# Selected extract start
What are Grounds for Absolute Divorce in North Carolina?
A previous article discussed a divorce from bed and board. Here, we discuss the grounds for an absolute divorce. As its name suggests, an absolute divorce is just that: absolute. Unlike a divorce from bed and board, an absolute divorce erases all marital ties between the former spouses and allows each spouse to remarry. The status of the parties changes from married to single.
Before we explain the grounds for absolute divorce it is important to mention that North Carolina is a no-fault divorce state. This means that an absolute divorce will not be granted because one spouse cheated or something similar to that nature. In fact, marital misconduct, such as adultery, plays not part in deciding whether a married couple may obtain an absolute divorce. The only issues which marital misconduct even plays a part is when a spouse requests alimony or post-separation. We will address those issues in later article.
For now, let’s talk about how one may get an absolute divorce. In North Carolina, an absolute divorce can be granted in 1 of 2 ways: (1) Separation of the parties for at least 1 year and day with one party having the intent to not resume cohabitation, and (2) Incurable Insanity. The first ground is the most common. Although an absolute divorce based on incurable insanity is an option, it is rarely used.
# Selected extract end
Objective A –
Quote the divorce article from "A previous article" through "married to single.", including both of those passages.
The article and the records come from separate sources.
# Extracted information start
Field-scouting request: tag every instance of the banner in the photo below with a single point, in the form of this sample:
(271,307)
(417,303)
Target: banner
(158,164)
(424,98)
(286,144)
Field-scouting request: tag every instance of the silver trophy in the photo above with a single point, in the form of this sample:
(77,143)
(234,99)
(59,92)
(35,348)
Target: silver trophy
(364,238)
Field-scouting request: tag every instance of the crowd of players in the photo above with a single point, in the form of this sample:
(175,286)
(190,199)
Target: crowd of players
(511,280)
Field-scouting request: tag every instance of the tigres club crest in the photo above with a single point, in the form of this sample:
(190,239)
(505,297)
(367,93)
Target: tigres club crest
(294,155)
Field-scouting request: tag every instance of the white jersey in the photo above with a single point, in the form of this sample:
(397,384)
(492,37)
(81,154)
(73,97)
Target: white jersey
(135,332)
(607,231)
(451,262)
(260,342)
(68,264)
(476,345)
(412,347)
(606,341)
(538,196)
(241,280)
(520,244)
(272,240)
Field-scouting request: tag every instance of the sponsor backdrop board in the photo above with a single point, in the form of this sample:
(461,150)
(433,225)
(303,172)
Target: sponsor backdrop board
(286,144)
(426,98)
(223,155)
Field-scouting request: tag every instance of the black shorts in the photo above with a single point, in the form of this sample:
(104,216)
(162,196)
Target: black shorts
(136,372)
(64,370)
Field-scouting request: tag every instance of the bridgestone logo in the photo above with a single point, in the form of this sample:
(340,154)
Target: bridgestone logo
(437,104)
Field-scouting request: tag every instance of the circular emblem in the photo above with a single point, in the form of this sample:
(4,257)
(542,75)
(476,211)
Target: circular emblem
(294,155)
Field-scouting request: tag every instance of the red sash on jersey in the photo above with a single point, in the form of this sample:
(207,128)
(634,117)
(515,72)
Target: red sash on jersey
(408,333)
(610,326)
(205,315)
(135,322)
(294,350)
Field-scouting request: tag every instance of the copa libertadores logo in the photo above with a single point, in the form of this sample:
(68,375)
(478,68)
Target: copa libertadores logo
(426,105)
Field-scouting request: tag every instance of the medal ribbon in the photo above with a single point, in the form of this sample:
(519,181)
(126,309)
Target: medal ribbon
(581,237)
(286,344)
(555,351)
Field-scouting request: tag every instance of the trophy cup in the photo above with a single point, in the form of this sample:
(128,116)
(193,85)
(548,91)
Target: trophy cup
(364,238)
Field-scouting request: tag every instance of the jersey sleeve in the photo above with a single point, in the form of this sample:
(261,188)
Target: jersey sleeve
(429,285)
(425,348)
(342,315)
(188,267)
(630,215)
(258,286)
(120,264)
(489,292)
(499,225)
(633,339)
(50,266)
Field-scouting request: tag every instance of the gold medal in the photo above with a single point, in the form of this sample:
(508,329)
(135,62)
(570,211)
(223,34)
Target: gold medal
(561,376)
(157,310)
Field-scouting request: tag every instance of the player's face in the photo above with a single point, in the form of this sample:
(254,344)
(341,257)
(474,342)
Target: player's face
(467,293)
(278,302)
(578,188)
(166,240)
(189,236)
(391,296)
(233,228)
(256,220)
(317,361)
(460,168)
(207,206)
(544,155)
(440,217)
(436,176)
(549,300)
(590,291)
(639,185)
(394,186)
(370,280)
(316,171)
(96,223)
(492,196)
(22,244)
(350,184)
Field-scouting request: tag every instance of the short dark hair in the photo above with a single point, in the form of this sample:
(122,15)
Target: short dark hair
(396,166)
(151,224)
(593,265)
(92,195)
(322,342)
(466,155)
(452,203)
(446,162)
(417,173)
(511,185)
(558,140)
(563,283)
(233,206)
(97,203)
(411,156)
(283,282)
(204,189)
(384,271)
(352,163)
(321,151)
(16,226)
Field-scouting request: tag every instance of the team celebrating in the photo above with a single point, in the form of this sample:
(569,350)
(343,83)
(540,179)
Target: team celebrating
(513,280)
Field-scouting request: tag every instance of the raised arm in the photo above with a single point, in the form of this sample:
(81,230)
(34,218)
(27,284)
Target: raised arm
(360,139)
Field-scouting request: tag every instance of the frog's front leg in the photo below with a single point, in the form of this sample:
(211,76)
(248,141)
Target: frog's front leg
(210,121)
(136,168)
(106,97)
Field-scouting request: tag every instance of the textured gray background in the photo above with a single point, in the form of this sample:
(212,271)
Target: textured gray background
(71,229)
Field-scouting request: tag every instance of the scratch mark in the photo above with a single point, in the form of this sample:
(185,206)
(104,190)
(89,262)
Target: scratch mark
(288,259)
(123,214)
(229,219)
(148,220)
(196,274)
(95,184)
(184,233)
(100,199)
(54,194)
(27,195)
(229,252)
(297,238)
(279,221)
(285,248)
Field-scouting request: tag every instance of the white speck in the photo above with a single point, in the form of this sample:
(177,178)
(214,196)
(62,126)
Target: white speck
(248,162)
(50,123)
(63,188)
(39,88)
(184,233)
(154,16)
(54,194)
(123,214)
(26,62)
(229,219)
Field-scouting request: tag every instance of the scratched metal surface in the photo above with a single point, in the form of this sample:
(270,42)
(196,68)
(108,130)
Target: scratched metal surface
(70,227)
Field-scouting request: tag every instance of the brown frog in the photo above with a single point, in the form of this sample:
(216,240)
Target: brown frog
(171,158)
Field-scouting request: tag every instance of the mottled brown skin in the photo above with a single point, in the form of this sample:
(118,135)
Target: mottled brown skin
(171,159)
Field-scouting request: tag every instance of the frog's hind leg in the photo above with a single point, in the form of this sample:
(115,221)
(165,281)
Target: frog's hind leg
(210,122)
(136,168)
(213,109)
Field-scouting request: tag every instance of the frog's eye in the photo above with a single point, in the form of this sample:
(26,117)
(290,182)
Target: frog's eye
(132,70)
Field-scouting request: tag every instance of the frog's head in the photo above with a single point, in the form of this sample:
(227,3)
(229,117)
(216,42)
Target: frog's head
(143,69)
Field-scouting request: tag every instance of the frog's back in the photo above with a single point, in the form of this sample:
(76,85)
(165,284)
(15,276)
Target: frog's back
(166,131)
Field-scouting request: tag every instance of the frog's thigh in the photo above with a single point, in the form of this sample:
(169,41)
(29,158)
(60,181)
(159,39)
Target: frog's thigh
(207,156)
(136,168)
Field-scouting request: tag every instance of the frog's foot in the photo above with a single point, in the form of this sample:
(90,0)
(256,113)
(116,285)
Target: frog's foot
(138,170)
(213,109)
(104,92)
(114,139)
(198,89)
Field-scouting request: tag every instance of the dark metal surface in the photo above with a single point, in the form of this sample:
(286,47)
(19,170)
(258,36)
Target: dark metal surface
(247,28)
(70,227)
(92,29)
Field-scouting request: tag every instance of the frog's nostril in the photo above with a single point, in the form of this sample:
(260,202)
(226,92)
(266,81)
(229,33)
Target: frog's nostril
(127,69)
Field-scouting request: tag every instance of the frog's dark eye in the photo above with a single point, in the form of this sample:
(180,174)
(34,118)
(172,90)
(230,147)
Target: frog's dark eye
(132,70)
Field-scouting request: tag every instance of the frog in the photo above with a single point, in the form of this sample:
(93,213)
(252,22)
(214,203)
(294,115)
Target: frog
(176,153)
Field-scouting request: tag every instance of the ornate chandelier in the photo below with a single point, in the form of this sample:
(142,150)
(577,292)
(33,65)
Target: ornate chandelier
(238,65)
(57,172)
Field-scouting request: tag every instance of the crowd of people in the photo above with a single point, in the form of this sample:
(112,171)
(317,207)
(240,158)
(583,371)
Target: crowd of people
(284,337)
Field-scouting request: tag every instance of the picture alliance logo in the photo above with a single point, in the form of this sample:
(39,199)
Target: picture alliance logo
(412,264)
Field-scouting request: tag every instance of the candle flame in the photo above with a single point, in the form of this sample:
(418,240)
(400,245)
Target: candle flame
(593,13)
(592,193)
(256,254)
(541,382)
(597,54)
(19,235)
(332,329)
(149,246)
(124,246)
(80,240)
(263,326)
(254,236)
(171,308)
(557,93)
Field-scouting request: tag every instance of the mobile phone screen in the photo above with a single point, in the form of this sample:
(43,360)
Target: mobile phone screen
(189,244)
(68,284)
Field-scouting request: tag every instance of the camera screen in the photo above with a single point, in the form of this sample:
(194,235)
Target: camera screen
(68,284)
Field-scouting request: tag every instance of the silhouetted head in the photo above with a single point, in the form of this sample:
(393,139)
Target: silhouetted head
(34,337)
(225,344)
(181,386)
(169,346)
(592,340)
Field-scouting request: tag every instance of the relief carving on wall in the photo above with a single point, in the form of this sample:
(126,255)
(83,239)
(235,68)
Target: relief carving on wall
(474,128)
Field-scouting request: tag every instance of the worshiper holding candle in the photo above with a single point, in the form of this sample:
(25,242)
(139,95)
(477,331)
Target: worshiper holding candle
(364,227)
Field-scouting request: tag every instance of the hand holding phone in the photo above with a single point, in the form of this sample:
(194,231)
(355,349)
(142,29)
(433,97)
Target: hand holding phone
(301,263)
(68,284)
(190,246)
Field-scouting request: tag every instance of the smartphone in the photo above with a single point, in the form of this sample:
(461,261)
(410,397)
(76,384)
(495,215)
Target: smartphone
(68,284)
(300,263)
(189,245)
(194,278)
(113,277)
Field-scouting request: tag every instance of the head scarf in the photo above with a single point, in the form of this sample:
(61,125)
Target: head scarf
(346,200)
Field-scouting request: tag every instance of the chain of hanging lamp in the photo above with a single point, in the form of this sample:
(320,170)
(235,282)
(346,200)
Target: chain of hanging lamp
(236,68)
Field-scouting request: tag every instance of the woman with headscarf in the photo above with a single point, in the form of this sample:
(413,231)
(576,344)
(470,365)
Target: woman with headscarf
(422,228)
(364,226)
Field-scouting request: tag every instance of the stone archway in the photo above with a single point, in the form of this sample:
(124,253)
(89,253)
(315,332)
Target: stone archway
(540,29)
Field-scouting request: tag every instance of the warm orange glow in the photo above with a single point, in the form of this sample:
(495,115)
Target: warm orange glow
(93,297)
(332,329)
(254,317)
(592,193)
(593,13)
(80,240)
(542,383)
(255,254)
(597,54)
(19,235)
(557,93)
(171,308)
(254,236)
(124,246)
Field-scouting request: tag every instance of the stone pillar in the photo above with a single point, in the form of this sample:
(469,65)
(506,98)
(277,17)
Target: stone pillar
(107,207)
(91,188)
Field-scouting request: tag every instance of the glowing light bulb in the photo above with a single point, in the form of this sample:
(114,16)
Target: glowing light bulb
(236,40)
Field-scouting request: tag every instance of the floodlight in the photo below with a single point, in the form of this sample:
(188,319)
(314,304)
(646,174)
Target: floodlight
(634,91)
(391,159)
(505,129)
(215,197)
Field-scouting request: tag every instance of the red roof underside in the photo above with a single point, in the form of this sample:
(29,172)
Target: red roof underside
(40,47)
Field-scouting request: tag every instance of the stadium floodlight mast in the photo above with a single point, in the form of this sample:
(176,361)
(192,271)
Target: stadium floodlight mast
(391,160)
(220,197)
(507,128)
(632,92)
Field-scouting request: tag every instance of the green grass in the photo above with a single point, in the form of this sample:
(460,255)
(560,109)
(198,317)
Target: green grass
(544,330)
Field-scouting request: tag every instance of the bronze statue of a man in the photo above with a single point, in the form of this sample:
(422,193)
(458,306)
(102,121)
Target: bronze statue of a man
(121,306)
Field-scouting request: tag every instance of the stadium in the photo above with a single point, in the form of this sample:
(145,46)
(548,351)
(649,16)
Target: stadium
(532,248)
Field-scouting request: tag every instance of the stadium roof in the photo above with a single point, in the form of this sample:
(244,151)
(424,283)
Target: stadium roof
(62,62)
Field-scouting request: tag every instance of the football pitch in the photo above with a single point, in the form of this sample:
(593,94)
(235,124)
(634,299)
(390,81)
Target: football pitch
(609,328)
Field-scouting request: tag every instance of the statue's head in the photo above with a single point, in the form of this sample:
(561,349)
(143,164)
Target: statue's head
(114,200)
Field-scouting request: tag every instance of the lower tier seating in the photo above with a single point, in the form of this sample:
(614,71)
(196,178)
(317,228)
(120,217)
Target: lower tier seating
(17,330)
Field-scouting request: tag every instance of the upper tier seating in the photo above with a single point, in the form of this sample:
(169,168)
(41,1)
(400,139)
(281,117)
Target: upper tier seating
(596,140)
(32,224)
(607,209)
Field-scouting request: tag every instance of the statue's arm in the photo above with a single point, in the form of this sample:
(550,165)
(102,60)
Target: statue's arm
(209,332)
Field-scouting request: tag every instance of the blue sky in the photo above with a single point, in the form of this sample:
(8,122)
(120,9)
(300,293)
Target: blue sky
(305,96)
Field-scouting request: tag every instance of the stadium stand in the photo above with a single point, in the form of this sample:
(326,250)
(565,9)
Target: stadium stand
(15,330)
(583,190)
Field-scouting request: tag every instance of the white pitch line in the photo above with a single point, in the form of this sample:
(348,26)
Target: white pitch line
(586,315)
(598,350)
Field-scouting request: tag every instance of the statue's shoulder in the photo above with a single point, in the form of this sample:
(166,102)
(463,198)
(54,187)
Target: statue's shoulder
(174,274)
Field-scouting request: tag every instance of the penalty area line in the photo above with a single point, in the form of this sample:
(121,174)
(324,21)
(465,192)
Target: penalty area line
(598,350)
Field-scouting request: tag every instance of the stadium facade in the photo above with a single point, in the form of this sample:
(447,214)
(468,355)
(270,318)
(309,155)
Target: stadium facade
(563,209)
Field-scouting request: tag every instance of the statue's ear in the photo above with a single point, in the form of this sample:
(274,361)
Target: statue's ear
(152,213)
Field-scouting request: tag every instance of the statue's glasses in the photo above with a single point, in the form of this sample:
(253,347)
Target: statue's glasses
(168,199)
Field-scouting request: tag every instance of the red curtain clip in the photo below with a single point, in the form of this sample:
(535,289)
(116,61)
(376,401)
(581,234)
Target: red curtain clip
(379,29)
# Extracted information end
Objective B –
Reproduce the records from the line containing "Field-scouting request: tag every instance of the statue's ear" through the last line of the records, both ends included, keeping the requests. In every answer, add -85 to each coordinate.

Task output A –
A previous article discussed a divorce from bed and board. Here, we discuss the grounds for an absolute divorce. As its name suggests, an absolute divorce is just that: absolute. Unlike a divorce from bed and board, an absolute divorce erases all marital ties between the former spouses and allows each spouse to remarry. The status of the parties changes from married to single.

Task output B –
Field-scouting request: tag every instance of the statue's ear in the photo above with a single point, in the form of this sample:
(274,361)
Target: statue's ear
(67,128)
Field-scouting request: tag every instance of the statue's glasses in the photo above with a single point, in the form of this sample:
(253,347)
Target: statue's glasses
(83,114)
Field-scouting request: tag every instance of the red curtain clip in the photo below with a single point, in the form of this sample:
(535,289)
(116,61)
(376,401)
(581,234)
Target: red curtain clip
(294,-56)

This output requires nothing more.